Coordinate annotation records:

>>>>>

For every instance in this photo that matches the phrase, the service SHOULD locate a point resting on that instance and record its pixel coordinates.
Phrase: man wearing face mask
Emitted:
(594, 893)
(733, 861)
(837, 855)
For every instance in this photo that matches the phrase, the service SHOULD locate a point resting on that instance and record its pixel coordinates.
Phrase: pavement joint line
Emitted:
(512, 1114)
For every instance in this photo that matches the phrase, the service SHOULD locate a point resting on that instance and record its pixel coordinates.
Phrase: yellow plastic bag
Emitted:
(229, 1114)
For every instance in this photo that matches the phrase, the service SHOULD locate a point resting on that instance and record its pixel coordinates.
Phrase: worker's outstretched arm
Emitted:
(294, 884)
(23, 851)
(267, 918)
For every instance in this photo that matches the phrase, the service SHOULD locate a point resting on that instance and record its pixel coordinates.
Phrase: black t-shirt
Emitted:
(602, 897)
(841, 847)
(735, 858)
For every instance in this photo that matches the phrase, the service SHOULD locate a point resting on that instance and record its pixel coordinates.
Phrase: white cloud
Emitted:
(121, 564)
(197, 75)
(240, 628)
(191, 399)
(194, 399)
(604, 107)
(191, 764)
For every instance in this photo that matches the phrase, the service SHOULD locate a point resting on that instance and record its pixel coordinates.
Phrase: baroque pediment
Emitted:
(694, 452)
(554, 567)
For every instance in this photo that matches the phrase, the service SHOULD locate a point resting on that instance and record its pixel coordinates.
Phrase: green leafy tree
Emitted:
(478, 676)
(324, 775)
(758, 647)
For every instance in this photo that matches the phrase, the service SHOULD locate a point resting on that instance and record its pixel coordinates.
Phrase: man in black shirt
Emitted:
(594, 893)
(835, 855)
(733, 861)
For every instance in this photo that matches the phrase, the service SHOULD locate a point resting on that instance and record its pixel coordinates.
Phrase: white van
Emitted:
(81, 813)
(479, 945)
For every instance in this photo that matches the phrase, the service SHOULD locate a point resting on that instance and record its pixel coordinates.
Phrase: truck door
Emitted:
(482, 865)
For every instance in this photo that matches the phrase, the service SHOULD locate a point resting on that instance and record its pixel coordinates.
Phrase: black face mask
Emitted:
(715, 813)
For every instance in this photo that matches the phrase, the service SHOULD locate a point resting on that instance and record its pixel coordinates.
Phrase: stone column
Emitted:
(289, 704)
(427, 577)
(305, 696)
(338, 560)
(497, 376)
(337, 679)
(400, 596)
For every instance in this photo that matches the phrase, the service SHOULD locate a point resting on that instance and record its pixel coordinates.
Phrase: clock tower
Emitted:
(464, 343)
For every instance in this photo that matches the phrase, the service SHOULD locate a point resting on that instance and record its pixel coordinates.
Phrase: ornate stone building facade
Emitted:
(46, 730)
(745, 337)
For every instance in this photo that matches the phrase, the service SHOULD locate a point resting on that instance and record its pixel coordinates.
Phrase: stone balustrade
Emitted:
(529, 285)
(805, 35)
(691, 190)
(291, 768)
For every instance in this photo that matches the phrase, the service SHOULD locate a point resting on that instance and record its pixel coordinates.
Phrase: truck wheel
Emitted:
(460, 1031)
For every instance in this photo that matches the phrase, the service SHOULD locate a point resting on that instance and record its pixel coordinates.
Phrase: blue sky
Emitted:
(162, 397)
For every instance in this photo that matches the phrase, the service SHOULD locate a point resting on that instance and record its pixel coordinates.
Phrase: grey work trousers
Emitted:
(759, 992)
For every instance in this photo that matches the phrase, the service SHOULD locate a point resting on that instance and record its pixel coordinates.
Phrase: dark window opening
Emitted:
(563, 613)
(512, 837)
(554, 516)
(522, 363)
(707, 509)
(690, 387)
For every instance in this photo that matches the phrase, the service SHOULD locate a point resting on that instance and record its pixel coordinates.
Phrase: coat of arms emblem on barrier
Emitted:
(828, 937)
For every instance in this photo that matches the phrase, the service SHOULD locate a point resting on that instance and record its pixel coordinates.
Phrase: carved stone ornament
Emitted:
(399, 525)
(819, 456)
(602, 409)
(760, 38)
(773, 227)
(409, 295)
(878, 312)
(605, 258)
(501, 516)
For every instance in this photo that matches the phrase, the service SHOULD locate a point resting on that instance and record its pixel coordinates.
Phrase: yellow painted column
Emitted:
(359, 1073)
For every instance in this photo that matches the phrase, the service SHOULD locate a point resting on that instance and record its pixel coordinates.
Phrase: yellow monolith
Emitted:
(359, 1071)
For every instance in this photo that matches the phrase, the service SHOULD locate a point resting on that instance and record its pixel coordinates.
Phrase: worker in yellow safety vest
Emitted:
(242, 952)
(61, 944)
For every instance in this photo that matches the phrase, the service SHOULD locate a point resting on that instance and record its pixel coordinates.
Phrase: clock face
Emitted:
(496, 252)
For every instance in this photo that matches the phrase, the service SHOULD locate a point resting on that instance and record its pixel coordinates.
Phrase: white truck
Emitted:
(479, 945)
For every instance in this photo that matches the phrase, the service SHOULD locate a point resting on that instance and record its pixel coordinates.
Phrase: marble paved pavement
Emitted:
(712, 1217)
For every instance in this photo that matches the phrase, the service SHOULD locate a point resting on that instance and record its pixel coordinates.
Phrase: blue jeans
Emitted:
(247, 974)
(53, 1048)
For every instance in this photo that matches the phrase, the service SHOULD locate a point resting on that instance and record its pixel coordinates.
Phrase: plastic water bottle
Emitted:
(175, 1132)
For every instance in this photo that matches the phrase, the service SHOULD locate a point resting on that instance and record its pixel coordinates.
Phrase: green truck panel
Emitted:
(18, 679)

<<<<<

**Directions**
Copy every record exactly, with nothing added or dropped.

**Response for this exercise**
For every instance in this photo that matches the phrase, the service SHOULD locate a point resting on that instance and record its pixel coordinates.
Phrase: man wearing face mask
Emitted:
(594, 893)
(733, 861)
(837, 855)
For every instance in this photo that matches the phrase, the service SHOULD locate a point resting on that instance and record its pixel coordinates.
Phrase: pavement joint line
Emitted:
(512, 1114)
For every instance in this photo that matches the phrase, the service SHOULD locate a point resting on that instance and record its pixel coordinates.
Phrase: yellow plastic bag
Emitted:
(229, 1114)
For every instance in this photo that matches the phrase, the service SHOULD locate a point resting on that instance and record its pixel coordinates.
Phrase: worker's outstretched arm
Emitted:
(294, 884)
(23, 851)
(267, 918)
For every instance in this photo that matches the phrase, the service SHOULD locate a point resting on that instance and record its pixel coordinates.
Phrase: black t-shirt
Emitted:
(602, 897)
(841, 847)
(735, 858)
For every instance in this photo that matches the phrase, the service SHOULD locate a point resting on that instance and record its pixel coordinates.
Phrase: white cloud
Emitted:
(121, 564)
(197, 75)
(240, 628)
(191, 399)
(194, 399)
(604, 107)
(191, 764)
For every instance in this photo that matches the phrase, the service SHOULD locate a point resting on that instance and record its pixel coordinates.
Phrase: baroque pediment
Emitted:
(694, 452)
(554, 567)
For every instance in this photo that matches the phrase, the service SHOULD locate a point resting on that instance and record its pixel coordinates.
Phrase: green leafy tree
Emitted:
(478, 676)
(324, 775)
(758, 647)
For every instance in this photo that matches the phrase, the service SHOULD locate a point resting on that instance and record its pixel coordinates.
Phrase: man in black shirt
Emitted:
(594, 893)
(835, 855)
(733, 861)
For every instance in this photo that matches the phrase, the service SHOULD locate a point resting on that instance and record its pixel coordinates.
Phrase: white van
Emitted:
(81, 813)
(479, 945)
For every instance in this photo that matches the phrase, the service SHOULD locate a point resting on that instance and record its pixel coordinates.
Phrase: truck door
Emitted:
(482, 865)
For every instance in this photo that matches the phrase, the service SHOULD locate a point resting on that instance and record its pixel coordinates.
Phrase: black face mask
Emitted:
(715, 813)
For every instance in this photo that matches the phrase, the service SHOULD locate a point resting on that instance and record its pixel coordinates.
Phrase: stone column
Emitted:
(289, 704)
(427, 577)
(305, 696)
(338, 560)
(497, 376)
(337, 679)
(400, 596)
For every instance in this photo that matches the phrase, the service SHOULD locate a point resting on that instance and record its pixel coordinates.
Phrase: clock tower
Emitted:
(464, 343)
For every instance in this photo that matches the phrase, the service SHOULD locate a point resting on that instance and record its pixel coordinates.
Phrase: ornate stone building facade
Emitted:
(46, 730)
(745, 337)
For every instance in this photo that matches the phrase, the service SHOULD locate a point resting on that instance and record its pixel coordinates.
Phrase: stone balustrade
Emitted:
(529, 285)
(805, 35)
(691, 190)
(291, 768)
For every instance in this photo that matches the phrase, the service SHOULD locate a point resting on that instance and record its pixel coordinates.
Phrase: truck wheel
Emitted:
(460, 1031)
For every instance in this photo that matches the phrase, the service SHOULD locate a point resting on that instance and record its pixel coordinates.
Phrase: blue sky
Emitted:
(162, 397)
For every instance in this photo that matches the phrase, the service SHOULD locate a point resting on that instance and record its pixel coordinates.
Phrase: grey work trousers
Emitted:
(759, 992)
For every instance in this photo that matches the phrase, the service SHOULD locate a point resting on that instance and record its pixel coordinates.
Phrase: dark window opening
Emitted:
(563, 613)
(512, 837)
(554, 516)
(522, 363)
(707, 509)
(690, 387)
For every instance in this photo that matches the phrase, the service SHOULD locate a point resting on that instance and record its pixel coordinates.
Phrase: coat of arms emblem on barrier
Emitted:
(828, 937)
For every instance in this photo that matches the phrase, the service SHOULD locate a point resting on that instance and record its pixel coordinates.
Phrase: carved stone ornament
Emitted:
(399, 525)
(819, 456)
(602, 409)
(760, 38)
(773, 227)
(409, 295)
(878, 312)
(605, 258)
(501, 516)
For every instance in this photo that matches the phrase, the service SHOULD locate a point resting on that instance and record its pixel coordinates.
Phrase: yellow painted column
Emitted:
(359, 1073)
For every instance in this photo that matches the phrase, the service SHOULD locate a point resting on that instance and record its pixel coordinates.
Phrase: yellow monolith
Emitted:
(359, 1071)
For every instance in this photo that matches the phrase, the service SHOULD locate a point resting on that instance and record its pixel coordinates.
Phrase: worker in yellow safety vest
Emitted:
(242, 952)
(61, 944)
For every instance in this photo that matches the phrase, the service SHOULD locate a point resting on that instance and record its pixel coordinates.
Phrase: clock face
Emitted:
(496, 252)
For every instance in this photo that matches the phrase, the service SHOULD locate a point resting on that instance and record its pixel coordinates.
Phrase: white truck
Emitted:
(479, 945)
For every instance in this photo that matches the phrase, the service SHOULD locate a point resting on that instance and record its pixel coordinates.
Phrase: marble paved pavement
Emitted:
(712, 1217)
For every instance in this photo that matches the phrase, the service SHOULD locate a point resting on that instance and record its pixel coordinates.
Phrase: blue jeans
Emitted:
(247, 974)
(53, 1048)
For every instance in this photo that matches the phrase, the service SHOULD locate a point resting on that instance and record its pixel coordinates.
Phrase: plastic water bottle
Emitted:
(175, 1132)
For every instance in this photo that matches the phrase, the service SHOULD locate a point resting on that instance and record its pixel coordinates.
Phrase: green truck panel
Emitted:
(18, 679)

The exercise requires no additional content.